Dataset entries:

-- Opening Marker --

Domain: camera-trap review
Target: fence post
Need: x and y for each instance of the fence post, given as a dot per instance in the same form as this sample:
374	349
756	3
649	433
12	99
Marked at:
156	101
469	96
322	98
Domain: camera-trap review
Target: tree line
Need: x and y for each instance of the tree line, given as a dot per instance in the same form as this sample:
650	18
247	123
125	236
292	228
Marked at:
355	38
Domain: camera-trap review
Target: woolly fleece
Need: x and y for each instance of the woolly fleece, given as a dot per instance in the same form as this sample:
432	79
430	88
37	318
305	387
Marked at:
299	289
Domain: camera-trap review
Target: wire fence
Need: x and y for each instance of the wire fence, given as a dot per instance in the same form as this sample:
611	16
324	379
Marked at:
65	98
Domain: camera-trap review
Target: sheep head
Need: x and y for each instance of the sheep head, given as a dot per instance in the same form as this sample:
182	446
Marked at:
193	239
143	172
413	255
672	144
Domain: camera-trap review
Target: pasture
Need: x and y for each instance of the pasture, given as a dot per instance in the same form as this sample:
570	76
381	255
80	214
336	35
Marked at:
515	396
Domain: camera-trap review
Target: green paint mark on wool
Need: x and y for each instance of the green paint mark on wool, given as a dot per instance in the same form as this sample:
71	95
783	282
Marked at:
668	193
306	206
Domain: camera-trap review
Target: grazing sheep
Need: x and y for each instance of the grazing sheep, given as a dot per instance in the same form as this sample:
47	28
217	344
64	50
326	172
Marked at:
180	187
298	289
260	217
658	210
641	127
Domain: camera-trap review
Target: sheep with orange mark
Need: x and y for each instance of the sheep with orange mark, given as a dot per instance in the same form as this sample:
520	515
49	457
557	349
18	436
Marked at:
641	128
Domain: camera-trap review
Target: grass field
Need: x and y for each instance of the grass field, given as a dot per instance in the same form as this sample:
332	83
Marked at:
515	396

-- Closing Marker --

Write down every entry exactly.

● Reply to the task:
Domain: camera-trap review
Target: fence post
Need: x and y for each instance of the fence post, given as a dot per instance in the same form as this sample:
374	349
756	3
649	433
12	99
Marked at:
156	101
469	96
322	98
Domain: camera-trap review
Target: tree line
Need: x and y for each instance of the tree line, given as a dot per instance in the same form as this sample:
650	18
247	123
125	236
292	228
Marked at:
355	38
Domain: camera-trap review
Target: woolly fleece
Need: x and y for each instance of the woolly fleece, given as a dot per instance in the same form as this sample:
432	79
430	88
37	318
305	387
Marked at:
299	289
Domain: camera-trap review
Target: wire fence
Need: x and y for each instance of the wire fence, given as a dot per instance in the same form as this sample:
611	16
324	379
Marked at:
65	98
Domain: camera-trap review
Target: sheep head
Need: x and y for each instance of the sheep head, given as a dot per instance in the same form as this sample:
182	446
Marked at:
193	239
143	172
413	255
672	144
Domain: camera-trap review
Target: pasture
Need: x and y for each instance of the pasture, given as a dot per instance in the same form as this sample:
570	76
381	255
80	214
336	35
Marked at:
515	396
Domain: camera-trap review
Target: green paint mark on wool
Need: x and y for each instance of the green paint mark on wool, given as a dot per instance in the same form as this sample:
71	95
783	282
Marked at:
668	193
306	206
Domain: camera-trap review
Target: grazing sheep
Need: x and y for each instance of the grazing sheep, given as a dot per instance in the same form as this sample:
47	28
217	344
64	50
326	172
Marked at:
180	187
298	289
260	217
658	210
641	127
Domain: camera-trap review
Target: sheep with orange mark
Need: x and y for each instance of the sheep with orange mark, given as a dot per instance in the same form as this sample:
520	515
49	457
557	349
18	436
Marked at:
641	128
Domain: camera-trap review
Target: grass field
Need: x and y for each instance of the grass field, given as a dot per instance in the same form as this sample:
332	83
Marked at:
515	396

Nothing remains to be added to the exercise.